**What you need to do:** Pull out every row below that contains the string "rest". Case counts.

**Exercise data:**
_ _ _ _ _ _ _

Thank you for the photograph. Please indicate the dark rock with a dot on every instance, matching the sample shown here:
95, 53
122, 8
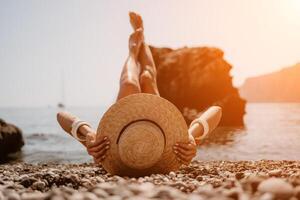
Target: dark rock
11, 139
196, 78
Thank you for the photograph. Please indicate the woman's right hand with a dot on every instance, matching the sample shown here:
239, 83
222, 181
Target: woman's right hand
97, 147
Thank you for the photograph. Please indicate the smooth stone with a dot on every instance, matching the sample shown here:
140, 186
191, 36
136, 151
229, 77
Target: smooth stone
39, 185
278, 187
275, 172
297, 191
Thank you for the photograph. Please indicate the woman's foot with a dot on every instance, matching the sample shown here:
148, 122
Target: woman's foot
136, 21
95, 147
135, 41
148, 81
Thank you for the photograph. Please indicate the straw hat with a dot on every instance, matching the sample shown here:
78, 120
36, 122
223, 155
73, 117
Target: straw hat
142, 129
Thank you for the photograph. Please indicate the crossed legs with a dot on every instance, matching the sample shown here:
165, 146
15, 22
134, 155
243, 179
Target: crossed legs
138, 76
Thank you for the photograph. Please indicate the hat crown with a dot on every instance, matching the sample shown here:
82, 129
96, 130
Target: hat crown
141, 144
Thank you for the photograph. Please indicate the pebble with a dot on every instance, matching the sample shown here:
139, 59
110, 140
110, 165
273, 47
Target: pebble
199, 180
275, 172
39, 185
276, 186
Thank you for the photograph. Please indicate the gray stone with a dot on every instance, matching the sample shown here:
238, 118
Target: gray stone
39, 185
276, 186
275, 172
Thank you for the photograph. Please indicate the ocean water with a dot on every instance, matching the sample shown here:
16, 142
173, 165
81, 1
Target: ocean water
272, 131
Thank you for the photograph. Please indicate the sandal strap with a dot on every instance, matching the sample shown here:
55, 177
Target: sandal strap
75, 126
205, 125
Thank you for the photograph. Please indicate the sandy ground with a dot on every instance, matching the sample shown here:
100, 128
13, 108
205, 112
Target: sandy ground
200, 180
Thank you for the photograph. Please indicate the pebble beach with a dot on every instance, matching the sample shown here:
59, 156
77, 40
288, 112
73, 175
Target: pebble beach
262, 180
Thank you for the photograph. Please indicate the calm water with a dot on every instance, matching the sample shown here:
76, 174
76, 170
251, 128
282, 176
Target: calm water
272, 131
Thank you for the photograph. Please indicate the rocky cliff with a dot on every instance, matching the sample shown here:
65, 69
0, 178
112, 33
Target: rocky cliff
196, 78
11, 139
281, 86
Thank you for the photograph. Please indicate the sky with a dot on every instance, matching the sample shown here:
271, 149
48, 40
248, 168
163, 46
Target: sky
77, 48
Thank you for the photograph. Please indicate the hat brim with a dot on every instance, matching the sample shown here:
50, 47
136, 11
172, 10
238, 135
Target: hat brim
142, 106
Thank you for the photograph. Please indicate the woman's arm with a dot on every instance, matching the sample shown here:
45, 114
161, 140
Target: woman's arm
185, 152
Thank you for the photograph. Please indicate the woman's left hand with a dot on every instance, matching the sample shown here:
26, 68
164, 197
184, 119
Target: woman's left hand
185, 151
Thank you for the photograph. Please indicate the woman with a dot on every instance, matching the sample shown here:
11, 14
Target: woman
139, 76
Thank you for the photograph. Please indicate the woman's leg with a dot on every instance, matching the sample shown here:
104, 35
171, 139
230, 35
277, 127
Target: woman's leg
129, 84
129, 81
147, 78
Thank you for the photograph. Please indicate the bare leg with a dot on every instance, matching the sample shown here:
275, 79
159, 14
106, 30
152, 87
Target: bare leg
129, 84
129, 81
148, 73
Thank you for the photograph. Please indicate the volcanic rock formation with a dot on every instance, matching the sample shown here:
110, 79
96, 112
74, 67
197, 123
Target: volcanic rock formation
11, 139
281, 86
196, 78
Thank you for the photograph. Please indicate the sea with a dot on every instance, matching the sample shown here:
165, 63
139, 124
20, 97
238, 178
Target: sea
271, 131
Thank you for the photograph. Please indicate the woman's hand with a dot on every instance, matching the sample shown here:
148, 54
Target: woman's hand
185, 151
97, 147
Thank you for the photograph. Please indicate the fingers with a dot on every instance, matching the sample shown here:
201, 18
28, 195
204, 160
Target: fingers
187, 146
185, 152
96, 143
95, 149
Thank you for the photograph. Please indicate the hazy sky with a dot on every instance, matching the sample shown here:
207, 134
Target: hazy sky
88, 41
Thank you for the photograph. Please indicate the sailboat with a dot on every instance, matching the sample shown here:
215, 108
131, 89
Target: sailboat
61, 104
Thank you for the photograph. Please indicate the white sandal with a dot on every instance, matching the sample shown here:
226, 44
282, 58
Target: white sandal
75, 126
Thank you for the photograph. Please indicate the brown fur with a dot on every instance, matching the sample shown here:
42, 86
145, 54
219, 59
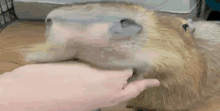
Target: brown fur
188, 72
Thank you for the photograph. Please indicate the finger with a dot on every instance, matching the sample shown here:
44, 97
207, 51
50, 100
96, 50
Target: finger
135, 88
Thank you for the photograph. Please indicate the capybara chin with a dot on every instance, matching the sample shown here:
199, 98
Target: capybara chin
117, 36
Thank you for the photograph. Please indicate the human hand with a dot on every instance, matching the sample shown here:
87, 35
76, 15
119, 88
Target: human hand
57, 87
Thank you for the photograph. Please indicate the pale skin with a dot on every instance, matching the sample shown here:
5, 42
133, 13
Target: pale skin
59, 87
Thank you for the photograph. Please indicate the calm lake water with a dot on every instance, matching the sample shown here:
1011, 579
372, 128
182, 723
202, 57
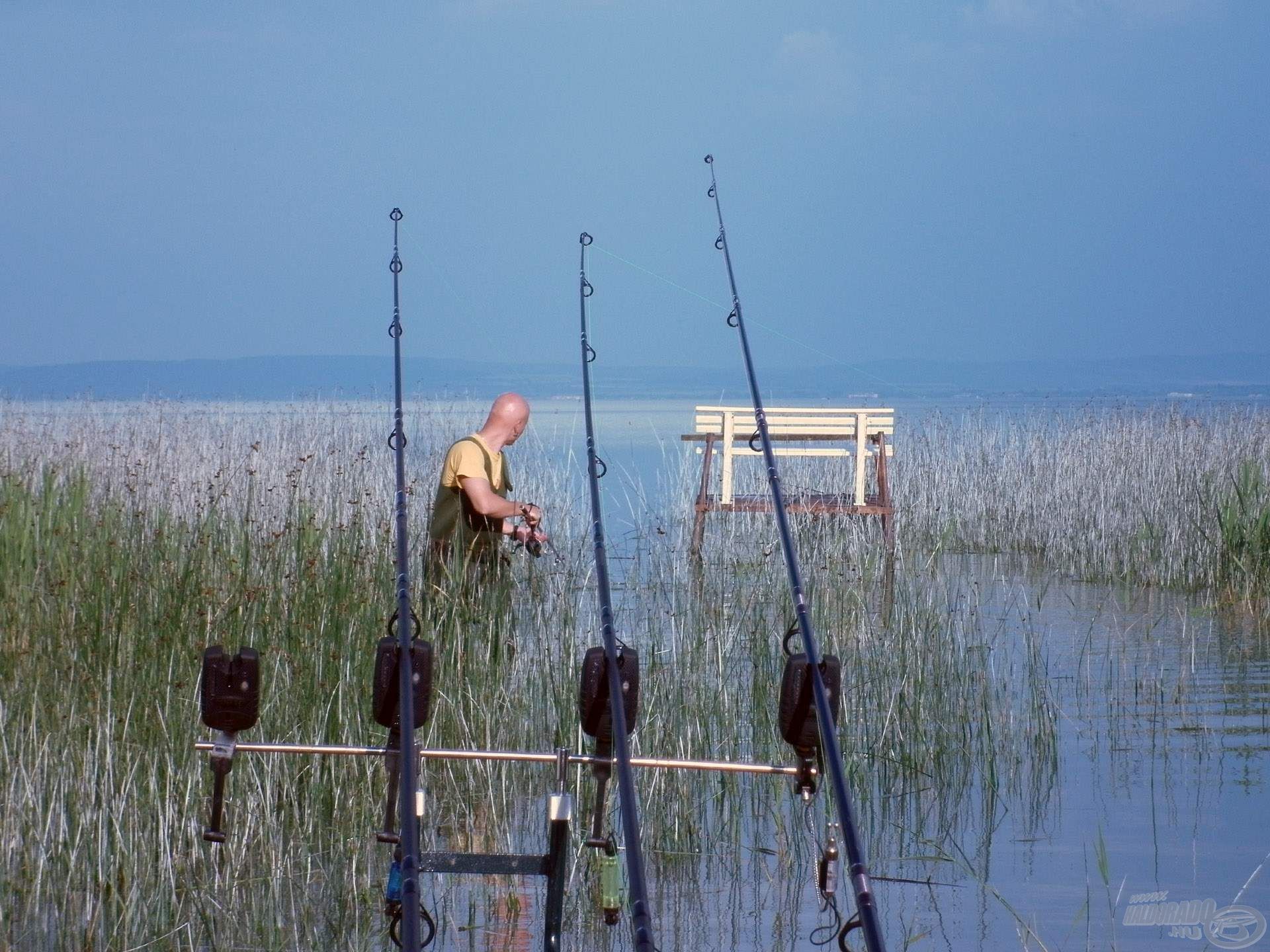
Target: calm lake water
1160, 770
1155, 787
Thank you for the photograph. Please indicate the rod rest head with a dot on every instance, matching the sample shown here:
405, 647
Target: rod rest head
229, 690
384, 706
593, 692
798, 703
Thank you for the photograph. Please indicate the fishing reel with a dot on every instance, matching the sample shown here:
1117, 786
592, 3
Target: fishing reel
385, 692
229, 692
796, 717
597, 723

_ _ _ _ _ _ _

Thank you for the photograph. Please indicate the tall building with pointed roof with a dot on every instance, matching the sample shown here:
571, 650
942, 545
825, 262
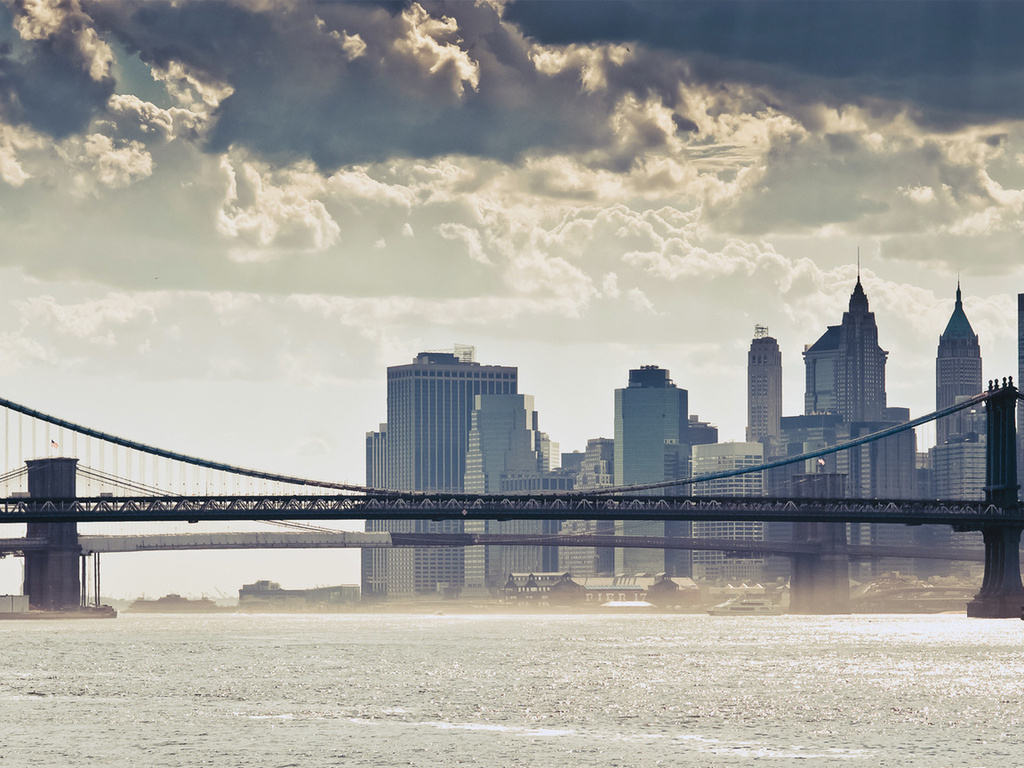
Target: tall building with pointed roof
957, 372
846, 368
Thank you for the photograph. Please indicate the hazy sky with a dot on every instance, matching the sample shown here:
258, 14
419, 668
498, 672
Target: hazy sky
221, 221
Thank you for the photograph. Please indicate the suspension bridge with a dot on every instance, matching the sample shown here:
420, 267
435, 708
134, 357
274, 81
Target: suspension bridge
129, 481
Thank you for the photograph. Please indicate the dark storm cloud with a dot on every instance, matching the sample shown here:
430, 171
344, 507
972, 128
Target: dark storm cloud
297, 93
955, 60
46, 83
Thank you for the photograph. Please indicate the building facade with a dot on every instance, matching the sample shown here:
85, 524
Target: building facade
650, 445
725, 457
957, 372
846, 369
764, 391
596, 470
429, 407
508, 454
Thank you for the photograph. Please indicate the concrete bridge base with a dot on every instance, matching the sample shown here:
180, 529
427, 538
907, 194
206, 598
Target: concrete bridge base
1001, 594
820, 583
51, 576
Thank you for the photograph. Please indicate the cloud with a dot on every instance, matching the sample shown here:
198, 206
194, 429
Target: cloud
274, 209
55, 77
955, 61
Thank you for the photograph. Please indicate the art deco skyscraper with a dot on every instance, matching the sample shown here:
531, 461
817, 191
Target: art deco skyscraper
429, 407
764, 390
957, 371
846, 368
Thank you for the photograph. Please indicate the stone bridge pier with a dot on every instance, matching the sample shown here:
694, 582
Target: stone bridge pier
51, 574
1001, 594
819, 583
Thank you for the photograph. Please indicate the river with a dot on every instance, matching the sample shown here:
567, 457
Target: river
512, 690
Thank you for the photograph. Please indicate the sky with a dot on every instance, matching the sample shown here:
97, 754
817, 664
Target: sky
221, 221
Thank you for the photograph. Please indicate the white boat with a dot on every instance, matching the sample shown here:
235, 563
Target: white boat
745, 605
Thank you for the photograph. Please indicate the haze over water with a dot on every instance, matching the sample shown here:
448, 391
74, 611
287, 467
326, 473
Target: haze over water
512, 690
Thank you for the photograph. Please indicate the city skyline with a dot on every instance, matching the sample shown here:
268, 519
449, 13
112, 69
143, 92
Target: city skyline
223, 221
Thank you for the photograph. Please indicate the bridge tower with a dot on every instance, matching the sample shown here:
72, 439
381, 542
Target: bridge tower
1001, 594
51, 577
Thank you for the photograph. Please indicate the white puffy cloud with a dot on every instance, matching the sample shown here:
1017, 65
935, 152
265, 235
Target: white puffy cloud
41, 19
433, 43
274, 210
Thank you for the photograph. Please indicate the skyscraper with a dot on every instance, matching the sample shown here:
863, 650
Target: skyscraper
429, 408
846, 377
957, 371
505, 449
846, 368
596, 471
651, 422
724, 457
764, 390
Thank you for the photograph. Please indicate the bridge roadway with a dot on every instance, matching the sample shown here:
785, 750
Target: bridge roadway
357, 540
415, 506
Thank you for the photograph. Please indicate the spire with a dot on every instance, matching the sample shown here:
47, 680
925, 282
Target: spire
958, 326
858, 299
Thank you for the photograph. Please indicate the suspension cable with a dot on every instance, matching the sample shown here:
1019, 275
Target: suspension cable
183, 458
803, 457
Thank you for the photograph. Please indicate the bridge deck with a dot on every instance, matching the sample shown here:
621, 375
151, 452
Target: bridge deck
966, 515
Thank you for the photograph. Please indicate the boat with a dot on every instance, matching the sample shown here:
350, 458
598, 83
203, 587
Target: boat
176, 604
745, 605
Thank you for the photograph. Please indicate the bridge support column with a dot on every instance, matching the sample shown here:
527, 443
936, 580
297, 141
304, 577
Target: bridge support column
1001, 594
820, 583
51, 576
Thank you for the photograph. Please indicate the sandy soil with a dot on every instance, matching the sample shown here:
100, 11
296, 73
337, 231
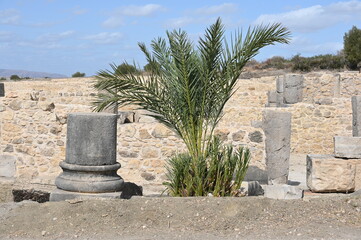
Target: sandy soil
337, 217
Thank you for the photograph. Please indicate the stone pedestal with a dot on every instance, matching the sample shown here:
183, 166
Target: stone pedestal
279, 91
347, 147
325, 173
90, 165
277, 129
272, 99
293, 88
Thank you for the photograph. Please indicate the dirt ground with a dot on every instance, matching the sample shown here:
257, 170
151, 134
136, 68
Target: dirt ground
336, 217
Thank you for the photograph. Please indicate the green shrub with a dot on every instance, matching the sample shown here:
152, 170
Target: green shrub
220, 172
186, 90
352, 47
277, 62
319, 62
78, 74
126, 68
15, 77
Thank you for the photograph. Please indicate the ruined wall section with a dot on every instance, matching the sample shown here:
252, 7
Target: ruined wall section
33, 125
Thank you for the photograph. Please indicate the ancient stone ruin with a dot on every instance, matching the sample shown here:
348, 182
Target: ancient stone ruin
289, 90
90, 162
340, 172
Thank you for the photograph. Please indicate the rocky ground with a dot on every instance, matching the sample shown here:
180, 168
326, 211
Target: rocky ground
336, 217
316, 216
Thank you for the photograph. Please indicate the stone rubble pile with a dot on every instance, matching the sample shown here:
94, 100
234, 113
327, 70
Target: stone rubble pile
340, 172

_ _ _ _ _ _ _

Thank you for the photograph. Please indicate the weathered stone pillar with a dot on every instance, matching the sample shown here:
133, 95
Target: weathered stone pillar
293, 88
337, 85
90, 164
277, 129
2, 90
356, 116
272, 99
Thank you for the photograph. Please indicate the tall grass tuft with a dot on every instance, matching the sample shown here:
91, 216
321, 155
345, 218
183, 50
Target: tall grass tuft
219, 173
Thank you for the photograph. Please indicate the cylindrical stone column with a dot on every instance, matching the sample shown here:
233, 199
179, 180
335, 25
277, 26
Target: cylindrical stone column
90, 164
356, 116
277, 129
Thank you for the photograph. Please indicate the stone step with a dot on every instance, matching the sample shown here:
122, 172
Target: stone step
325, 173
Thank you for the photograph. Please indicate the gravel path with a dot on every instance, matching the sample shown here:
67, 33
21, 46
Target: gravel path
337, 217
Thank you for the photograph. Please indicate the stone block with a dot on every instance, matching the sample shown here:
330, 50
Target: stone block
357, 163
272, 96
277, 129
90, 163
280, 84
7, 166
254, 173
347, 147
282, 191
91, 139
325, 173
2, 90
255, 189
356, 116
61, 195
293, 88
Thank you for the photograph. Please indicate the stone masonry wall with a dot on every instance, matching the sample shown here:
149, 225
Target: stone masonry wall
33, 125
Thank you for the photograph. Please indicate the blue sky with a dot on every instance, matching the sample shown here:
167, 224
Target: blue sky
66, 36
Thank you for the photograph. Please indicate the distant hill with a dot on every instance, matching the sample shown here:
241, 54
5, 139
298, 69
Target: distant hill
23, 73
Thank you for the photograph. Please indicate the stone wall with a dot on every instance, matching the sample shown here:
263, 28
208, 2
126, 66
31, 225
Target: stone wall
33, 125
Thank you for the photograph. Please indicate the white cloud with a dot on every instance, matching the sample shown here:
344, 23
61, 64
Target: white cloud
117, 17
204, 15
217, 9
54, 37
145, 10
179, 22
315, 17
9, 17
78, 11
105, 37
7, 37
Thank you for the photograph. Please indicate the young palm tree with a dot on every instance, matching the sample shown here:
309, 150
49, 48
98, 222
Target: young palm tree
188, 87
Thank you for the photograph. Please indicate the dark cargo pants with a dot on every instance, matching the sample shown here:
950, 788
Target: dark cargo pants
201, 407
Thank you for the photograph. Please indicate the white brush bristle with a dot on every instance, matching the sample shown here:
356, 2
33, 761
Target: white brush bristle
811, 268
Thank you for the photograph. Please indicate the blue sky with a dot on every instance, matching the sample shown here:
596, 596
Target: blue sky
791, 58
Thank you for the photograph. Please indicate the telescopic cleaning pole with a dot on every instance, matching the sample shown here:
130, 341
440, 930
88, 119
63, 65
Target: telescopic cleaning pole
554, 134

_ _ _ _ _ _ _

**Output of the exercise:**
Thank you for the photograph. Please indicate the rod rest head with a dot on every instance, matching the sample shown here:
Target: rod rest head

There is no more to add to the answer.